* _EXTRACT PROVIDED_
--------------------

Hope all is well with everyone,
In the Anglosphere, they say there are only two things certain in life: death and taxes. We have amended that slightly in Nepal to believe that the only two certain things are death and reincarnation.
It’s encouraging to see that the new grabberment is taxing anything that moves, because that is what we pay them for with our taxes. However, it is prudent to ask: is the gobblement doing enough to enlarge the taxonomy?
No, it has been lax on tax. It is evading raising taxes. There is still one activity that is outside the tax bracket, and that is corruption. In fact, this mainstay of Nepal’s economy is completely tax free. Let us legalise corruption, and bring under-the-table deals out in the open in the interest of transparency.
This also means we can slap a 13% VAT, 5% Service Charge and a 3% National Graft Surcharge on every bribe. How about taxing kickbacks to kickstart the economy?
Now, getting back to the real world. Turn to page 2 Editorial of this edition of Nepali Times to read Ramesh Kumar’s rundown (The Taxman Looteth) on how the government has been taxing the poor and giving tax exemptions to the captains of industry for the past decades.
And the page 1 story by Special Correspondent Shristi Karki is about how the government’s new Common Minimum Program unveiled this week is proof that this coalition is trying to get by with the minimum. There are no tangible signs that Nepal’s serial prime ministers and superannuated politicians are aware that public discontent is turning into outrage, and support for populist figures (Common Minimum Performance).

--------------------

* _QUESTIONS TO ANSWER_
[1] Decide whether each statement agrees with the Nepali Times column, and answer yes or no, quoting the words that decide it: (a) The column calls corruption completely tax free. (b) Ramesh Kumar's rundown appears on page 1. (c) The column proposes a 5% National Graft Surcharge on every bribe.
[2] Continue the Nepali Times column, picking up after its last sentence.

Referring expression pointing data
--------------------

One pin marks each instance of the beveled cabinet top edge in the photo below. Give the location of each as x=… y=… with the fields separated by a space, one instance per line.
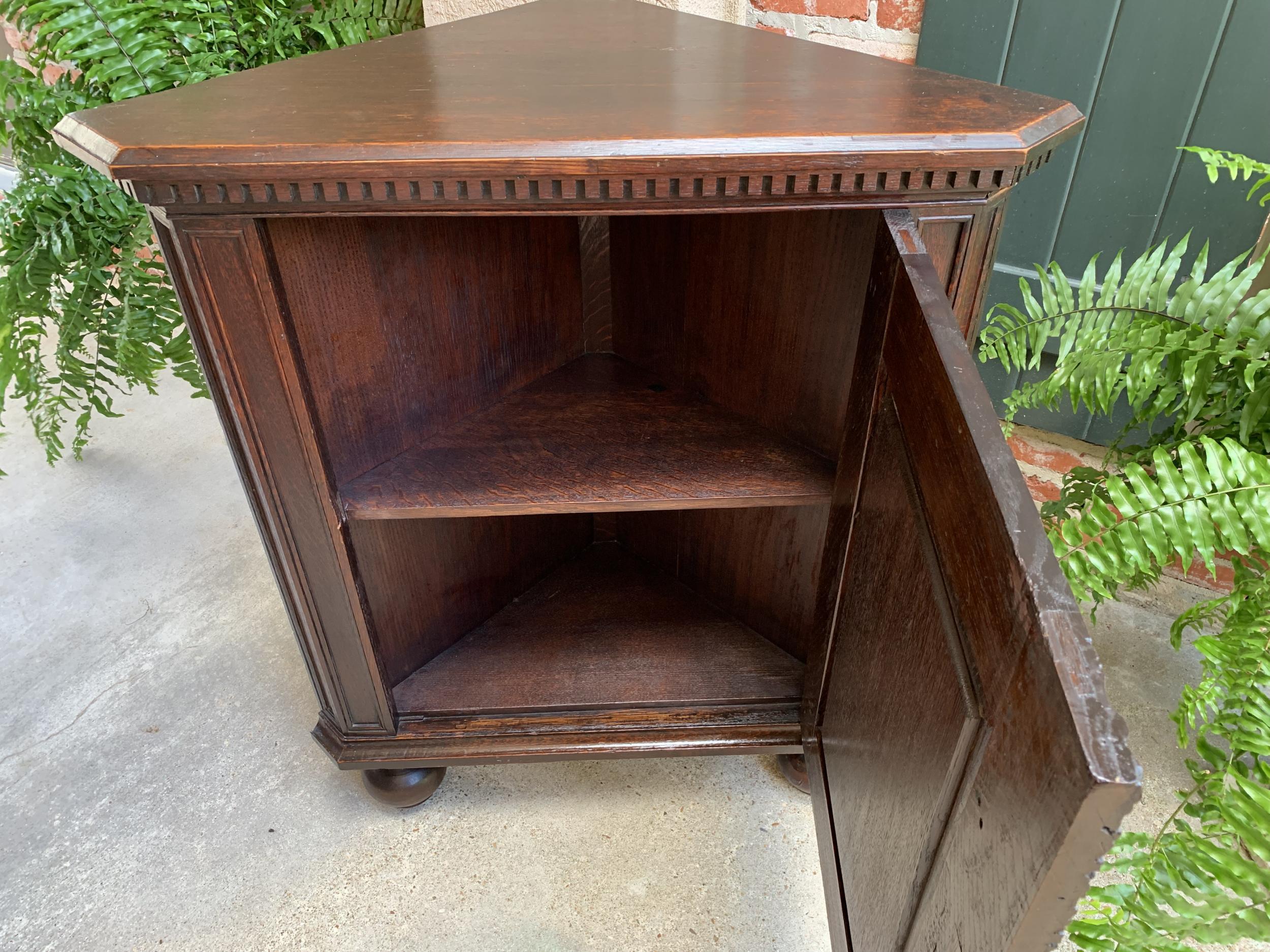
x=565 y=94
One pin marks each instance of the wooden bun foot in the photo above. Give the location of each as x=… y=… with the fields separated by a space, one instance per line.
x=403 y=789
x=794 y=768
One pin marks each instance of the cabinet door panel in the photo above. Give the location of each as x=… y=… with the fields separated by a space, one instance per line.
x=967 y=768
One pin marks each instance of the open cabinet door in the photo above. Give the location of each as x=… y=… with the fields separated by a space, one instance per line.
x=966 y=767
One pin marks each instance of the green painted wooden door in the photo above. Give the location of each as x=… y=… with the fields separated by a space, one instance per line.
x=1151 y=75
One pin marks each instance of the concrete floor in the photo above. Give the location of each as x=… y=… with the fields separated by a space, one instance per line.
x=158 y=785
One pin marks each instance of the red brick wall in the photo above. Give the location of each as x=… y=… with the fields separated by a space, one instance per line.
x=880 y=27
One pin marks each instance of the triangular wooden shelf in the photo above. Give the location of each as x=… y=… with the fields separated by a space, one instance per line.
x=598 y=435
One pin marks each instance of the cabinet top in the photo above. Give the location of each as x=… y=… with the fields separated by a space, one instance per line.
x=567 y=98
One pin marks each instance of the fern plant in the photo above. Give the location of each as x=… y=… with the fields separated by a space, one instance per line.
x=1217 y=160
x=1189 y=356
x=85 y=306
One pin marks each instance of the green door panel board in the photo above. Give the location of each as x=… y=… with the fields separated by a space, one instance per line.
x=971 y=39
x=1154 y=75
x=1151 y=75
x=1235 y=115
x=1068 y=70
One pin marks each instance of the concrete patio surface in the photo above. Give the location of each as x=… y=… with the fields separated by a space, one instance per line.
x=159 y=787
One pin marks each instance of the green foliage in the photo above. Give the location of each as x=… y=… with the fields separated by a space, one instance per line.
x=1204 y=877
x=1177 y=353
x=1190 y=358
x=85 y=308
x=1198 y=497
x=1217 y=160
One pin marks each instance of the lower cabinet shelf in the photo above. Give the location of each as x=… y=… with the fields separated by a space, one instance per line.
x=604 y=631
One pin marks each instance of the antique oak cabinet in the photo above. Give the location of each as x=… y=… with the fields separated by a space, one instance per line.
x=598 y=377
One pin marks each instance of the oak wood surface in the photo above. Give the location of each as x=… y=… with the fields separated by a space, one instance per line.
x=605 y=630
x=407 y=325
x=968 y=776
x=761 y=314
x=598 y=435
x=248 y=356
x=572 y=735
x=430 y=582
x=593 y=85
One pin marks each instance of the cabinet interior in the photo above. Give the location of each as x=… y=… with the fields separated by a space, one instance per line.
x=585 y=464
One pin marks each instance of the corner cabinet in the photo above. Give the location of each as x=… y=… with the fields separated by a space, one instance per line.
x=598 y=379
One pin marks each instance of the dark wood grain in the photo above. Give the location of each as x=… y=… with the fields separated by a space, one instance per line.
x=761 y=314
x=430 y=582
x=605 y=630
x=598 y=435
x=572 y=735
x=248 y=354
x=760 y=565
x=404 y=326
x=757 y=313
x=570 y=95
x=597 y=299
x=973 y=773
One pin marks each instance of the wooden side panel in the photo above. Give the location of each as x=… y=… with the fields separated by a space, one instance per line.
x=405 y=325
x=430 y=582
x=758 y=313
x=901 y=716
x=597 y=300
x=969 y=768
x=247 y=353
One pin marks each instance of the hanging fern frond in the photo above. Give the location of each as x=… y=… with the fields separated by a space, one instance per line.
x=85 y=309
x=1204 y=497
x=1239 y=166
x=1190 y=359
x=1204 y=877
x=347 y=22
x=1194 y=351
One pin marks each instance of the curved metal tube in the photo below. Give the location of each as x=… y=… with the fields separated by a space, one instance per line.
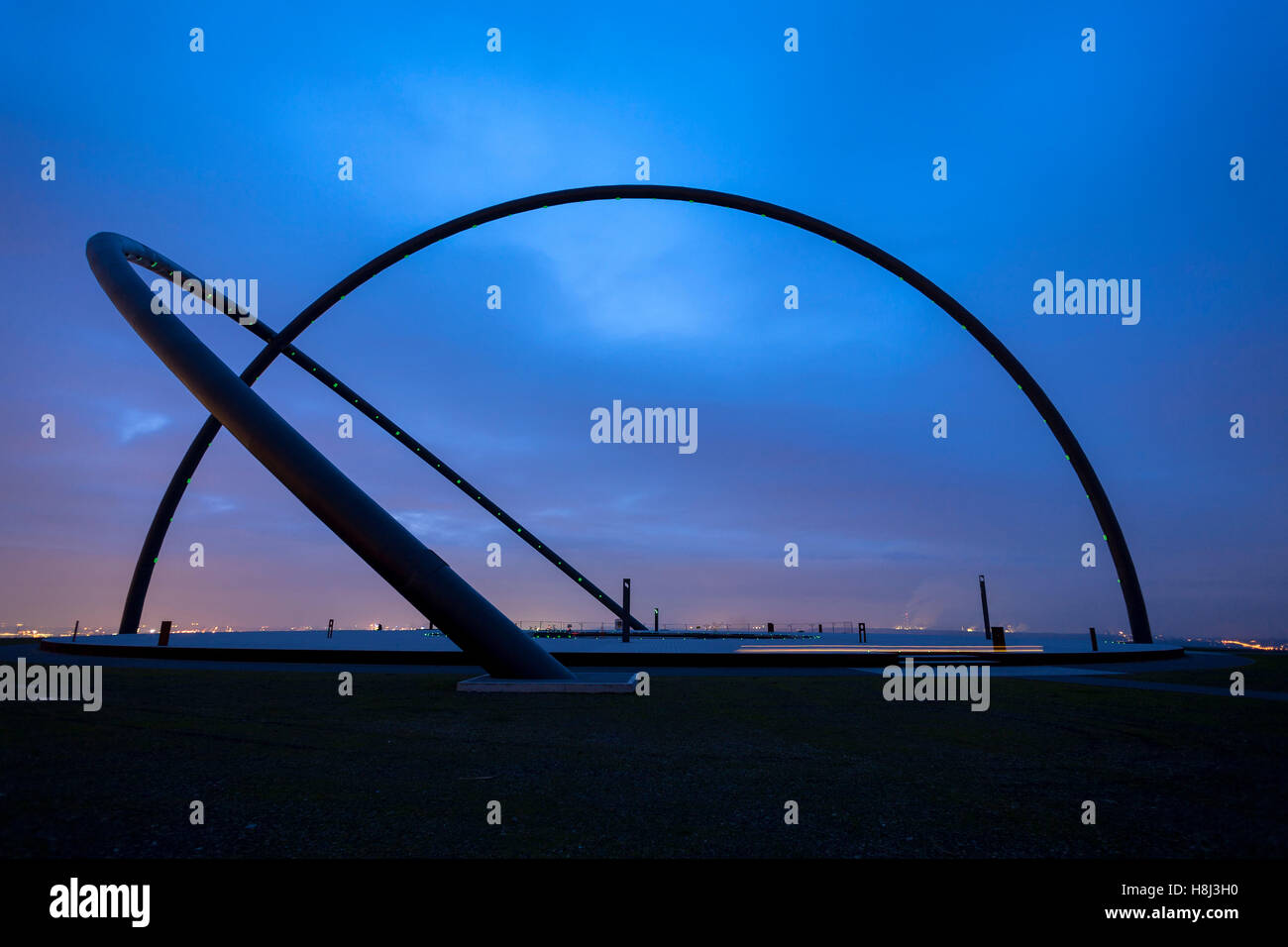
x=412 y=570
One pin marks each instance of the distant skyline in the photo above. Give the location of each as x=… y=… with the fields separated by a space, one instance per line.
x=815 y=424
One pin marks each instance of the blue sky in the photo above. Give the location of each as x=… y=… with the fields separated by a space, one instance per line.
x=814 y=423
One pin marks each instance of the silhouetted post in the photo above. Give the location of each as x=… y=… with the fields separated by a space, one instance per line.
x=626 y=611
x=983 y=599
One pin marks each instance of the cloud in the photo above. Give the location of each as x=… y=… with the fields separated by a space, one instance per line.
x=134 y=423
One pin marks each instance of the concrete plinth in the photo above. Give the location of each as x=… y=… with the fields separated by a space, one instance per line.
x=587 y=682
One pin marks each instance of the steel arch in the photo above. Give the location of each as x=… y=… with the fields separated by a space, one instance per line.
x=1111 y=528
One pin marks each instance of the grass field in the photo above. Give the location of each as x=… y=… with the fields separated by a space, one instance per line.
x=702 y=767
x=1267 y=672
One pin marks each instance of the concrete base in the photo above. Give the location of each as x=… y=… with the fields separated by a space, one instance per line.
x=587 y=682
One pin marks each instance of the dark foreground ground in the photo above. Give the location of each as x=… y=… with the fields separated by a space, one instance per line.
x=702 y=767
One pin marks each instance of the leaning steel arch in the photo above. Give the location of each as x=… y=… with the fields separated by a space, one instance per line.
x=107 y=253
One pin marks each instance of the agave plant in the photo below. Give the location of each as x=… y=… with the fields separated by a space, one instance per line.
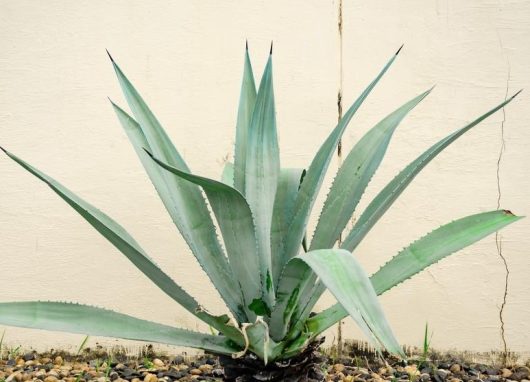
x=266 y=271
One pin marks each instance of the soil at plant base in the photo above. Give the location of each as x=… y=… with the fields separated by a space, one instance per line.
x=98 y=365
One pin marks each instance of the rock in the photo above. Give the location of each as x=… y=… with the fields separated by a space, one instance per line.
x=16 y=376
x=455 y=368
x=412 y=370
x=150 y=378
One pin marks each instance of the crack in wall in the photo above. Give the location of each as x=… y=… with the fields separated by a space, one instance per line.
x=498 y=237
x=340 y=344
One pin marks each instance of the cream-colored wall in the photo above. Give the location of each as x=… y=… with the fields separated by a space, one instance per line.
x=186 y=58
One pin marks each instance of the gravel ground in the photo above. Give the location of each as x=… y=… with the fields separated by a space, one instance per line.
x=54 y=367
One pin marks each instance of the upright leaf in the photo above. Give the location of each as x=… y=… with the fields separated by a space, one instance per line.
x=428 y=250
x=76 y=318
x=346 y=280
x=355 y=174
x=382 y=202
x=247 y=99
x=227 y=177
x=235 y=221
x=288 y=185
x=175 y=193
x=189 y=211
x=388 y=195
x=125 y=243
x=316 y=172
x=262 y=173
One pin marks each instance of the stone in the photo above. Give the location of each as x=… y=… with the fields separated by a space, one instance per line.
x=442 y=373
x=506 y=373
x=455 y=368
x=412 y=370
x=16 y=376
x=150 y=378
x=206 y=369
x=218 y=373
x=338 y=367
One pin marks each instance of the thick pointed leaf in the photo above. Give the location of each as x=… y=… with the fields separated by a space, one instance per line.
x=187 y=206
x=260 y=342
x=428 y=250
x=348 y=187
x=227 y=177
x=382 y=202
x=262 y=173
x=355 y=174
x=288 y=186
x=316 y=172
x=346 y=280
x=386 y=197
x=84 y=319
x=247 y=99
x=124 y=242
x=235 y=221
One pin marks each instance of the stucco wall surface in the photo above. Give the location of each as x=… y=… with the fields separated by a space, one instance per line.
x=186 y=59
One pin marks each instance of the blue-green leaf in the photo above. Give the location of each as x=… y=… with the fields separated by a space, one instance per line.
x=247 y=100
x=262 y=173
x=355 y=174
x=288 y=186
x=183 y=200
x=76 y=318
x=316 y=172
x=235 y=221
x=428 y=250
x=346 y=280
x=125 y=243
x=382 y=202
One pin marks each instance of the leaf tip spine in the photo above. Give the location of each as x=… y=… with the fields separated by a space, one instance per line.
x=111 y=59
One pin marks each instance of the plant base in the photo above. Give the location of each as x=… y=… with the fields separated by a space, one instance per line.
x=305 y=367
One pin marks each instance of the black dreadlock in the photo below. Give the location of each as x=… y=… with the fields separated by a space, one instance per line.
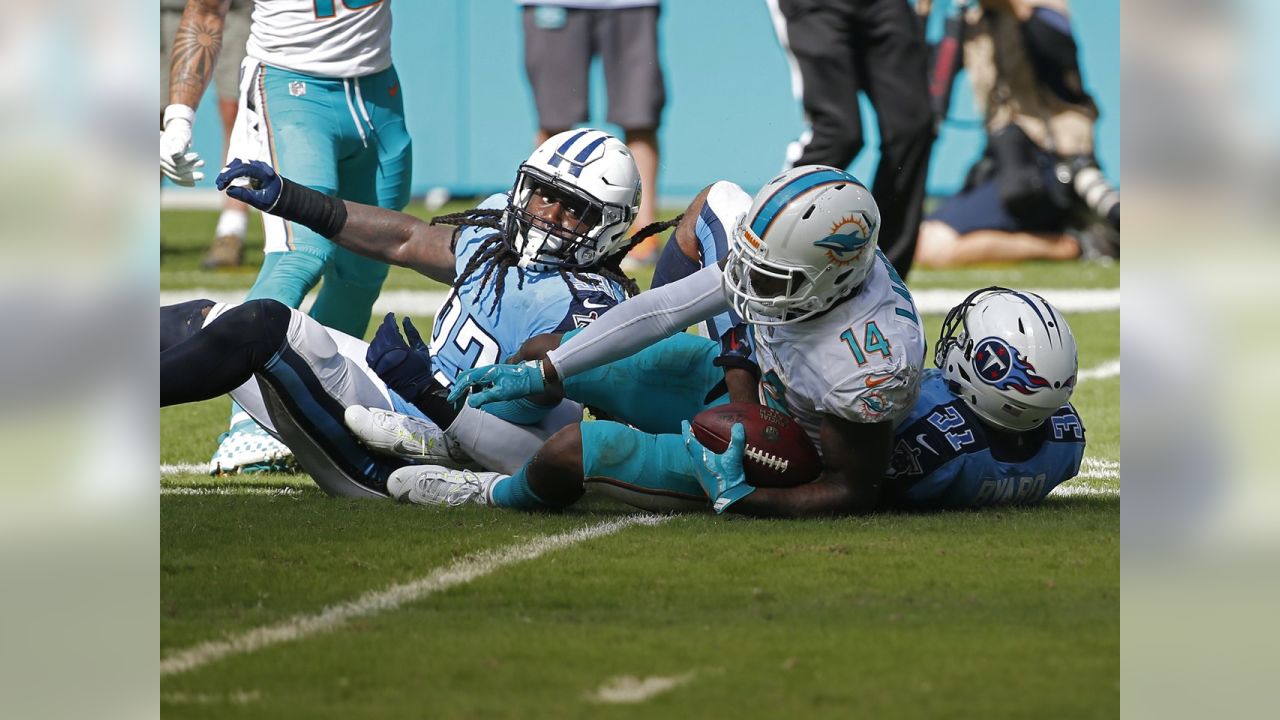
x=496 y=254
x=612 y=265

--------------------

* _RESPONSES TO THE TASKS_
[1]
(a) Yes: "this mainstay of Nepal’s economy is completely tax free."
(b) No: "Turn to page 2 Editorial of this edition of Nepali Times to read Ramesh Kumar’s rundown"
(c) No: "a 3% National Graft Surcharge on every bribe."

[2]
The hydropower package this week includes an op-ed by energy expert Bikash Pandey of Winrock International on how Nepal has successfully spread out its electricity generation capacity to reduce risk (Decentralising Power in Nepal). This was largely due to the cancellation of the Arun II project in 1995, but as Ramesh Kumar reports on page 4, the World Bank appears now to have pulled out of the Upper Arun project and handing it over to Indian investors (World Bank Flip Flop on Upper Arun).
Nepali Times has in the past covered the potential use of UAVs in conservation, surveying disasters, and as a flying pharmacy. This week, Reporter Vishad Raj Onta updates us on new possibilities like using delivery drones to sow seeds for reforestation, and removing mountaineering expedition garbage (Drones over Nepal). But, as usual, the government is more interested in controlling drone applications with convoluted regulations, than facilitating it.
On page 10-11, Pinki Sris Rana interviews Nepali parents of children born in Japan and how they struggle to adapt to the school curriculum and culture in their home country (Japan-born Nepali children struggle to ‘be Nepali’).